***** Page

Additionally, the Waste Reduction and Recycling Programs Manager, in concert with the Sustainability Institute will work with Strategic Communications, New Student Orientation, Global Programs for International Student Orientation, New Employee Orientation, the HUB, and Housing to create an information blitz, showing the impact of recyclables and the importance of contamination issues, and therefore correct sorting. These touchpoints will also be used to discuss the readily available opportunities (and any potential incentives) for reuse/reduction.
Sustainability Institute staff will work with the Materials Research Institute and the College of Arts and Architecture to showcase reuse of materials. One possibility is to use the display area in the HUB lounge to show fleece jackets, carpets, and other products made from recyclable feedstocks. Another opportunity would be to host a presentation by Pepsi and other Penn State partners to showcase recycling impact.
Film screenings showing reusing and recycling as normal in everyday life should be sponsored by both professionals and students. Some ideas for themes include playing upon the “We are…” theme, using “Sustain State,” or “Recycling/Reuse: It’s what we do, and this is how we do it.”
Another way to motivate behavior change is to work with Athletics to play PSAs at games that encourage recycling and have information on the “how to” for common stadium/game disposables/recyclables. This would include information on empty bottles only and when/what it is acceptable to trash (describing non-recyclables that are often wish-cycled) to reduce contamination.
And finally, partner with the Sustainable Communities Collaborative for fall 2019 to develop fun, in-person campaigns for behavior change.
Expand sorting skills
To expand the sorting skills on campus, it is recommended that the former Mobius recycling game be updated by working with College of Liberal Arts, whose IT department has offered to update this game for Penn State. This should be finished in time to coordinate with OPP’s changing of the bins.
Another approach to support sorting skills is an app. Last year, two College of Information Sciences and Technology classes created a prototype showing two possible app designs. Using their models, we’ve met with two firms to develop the ideas further into two options, each with a price point, scope, and timeline as follows:
Option A: Launch a high performing, robust mobile app that will provide an interactive way to recycle successfully, act as a two-way communication tool to provide recycling updates to users, collect data on behaviors, offer real-time feedback to help track successes/challenges of the Penn State recycling program, and other features. This option would take 6-9 months to develop with an outside firm and cost up to $250,000 plus annual fees for updates and changes. A mobile app requires ongoing maintenance and updates in order to continually function across all platforms but offers substantial opportunities for gathering user feedback and data which has the potential to shape future changes to the recycling program.
Option B: Launch a high-performing web app, accessed via the user’s internet browser, that has less advanced features than a mobile app but is more interactive than a website. While the features are not as complex, a web app is easier to maintain, less expensive, and is more suitable for student work. Consulting fees from a professional firm, at cost of up to $50,000, would enhance the success and usability of a web app.
Whether or not either of these apps are developed, it will be important to launch a comprehensive website, www.recycle.psu.edu. The website will offer thorough details on recycling best practices, FAQs, tips on reuse and waste reduction, and be the definitive resource for recycling and consumer waste management information across the University. This can be developed by the Sustainability Institute in partnership with OPP and with student involvement. The website will be ‘mobile friendly,’ but not as convenient and interactive as a web app could be. The Sustainability Institute will work with staff and students to develop and launch this site in the coming six months.

**********
***** Information shown

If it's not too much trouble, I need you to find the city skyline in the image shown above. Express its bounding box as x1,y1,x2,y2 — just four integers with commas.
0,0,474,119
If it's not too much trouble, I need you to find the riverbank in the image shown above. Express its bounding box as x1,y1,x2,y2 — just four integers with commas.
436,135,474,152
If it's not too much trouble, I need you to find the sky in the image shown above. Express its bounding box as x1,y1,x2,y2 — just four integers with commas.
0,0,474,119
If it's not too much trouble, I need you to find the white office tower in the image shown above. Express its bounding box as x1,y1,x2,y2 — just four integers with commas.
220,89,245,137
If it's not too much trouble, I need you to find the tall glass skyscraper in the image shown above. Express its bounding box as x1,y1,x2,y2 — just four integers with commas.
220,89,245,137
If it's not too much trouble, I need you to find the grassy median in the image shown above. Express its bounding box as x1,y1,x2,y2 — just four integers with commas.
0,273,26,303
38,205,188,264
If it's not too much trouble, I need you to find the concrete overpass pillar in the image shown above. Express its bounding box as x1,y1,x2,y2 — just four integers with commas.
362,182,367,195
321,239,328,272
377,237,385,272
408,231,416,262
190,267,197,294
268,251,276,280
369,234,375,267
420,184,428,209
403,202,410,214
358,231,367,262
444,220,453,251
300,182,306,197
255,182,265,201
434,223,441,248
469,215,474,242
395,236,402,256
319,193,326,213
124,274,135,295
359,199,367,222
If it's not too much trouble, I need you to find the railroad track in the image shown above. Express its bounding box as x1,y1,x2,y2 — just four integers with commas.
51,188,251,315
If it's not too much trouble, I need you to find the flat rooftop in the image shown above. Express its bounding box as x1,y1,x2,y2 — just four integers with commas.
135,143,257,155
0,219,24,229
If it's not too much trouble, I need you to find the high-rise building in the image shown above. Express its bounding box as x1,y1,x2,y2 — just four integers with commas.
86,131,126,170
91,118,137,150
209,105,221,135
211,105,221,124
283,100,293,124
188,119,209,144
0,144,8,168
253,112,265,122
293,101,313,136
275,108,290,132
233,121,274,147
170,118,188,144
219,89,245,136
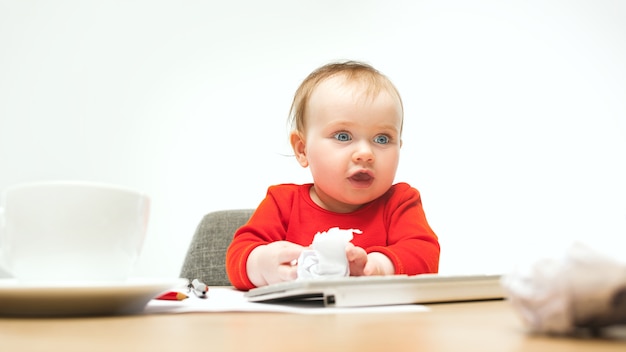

**********

(Challenge A) Print the stretch of the recycling plan from "And finally, partner" through "of the bins.".
(Challenge B)
Answer these questions using the recycling plan:
(i) How long would Option A take to develop with an outside firm?
(ii) Up to what amount would consulting fees for a web app cost?
(iii) Whose IT department offered to update the former Mobius recycling game?
The material comes from a separate source.

(Written response A)
And finally, partner with the Sustainable Communities Collaborative for fall 2019 to develop fun, in-person campaigns for behavior change.
Expand sorting skills
To expand the sorting skills on campus, it is recommended that the former Mobius recycling game be updated by working with College of Liberal Arts, whose IT department has offered to update this game for Penn State. This should be finished in time to coordinate with OPP’s changing of the bins.

(Written response B)
(i) 6-9 months
(ii) $50,000
(iii) The College of Liberal Arts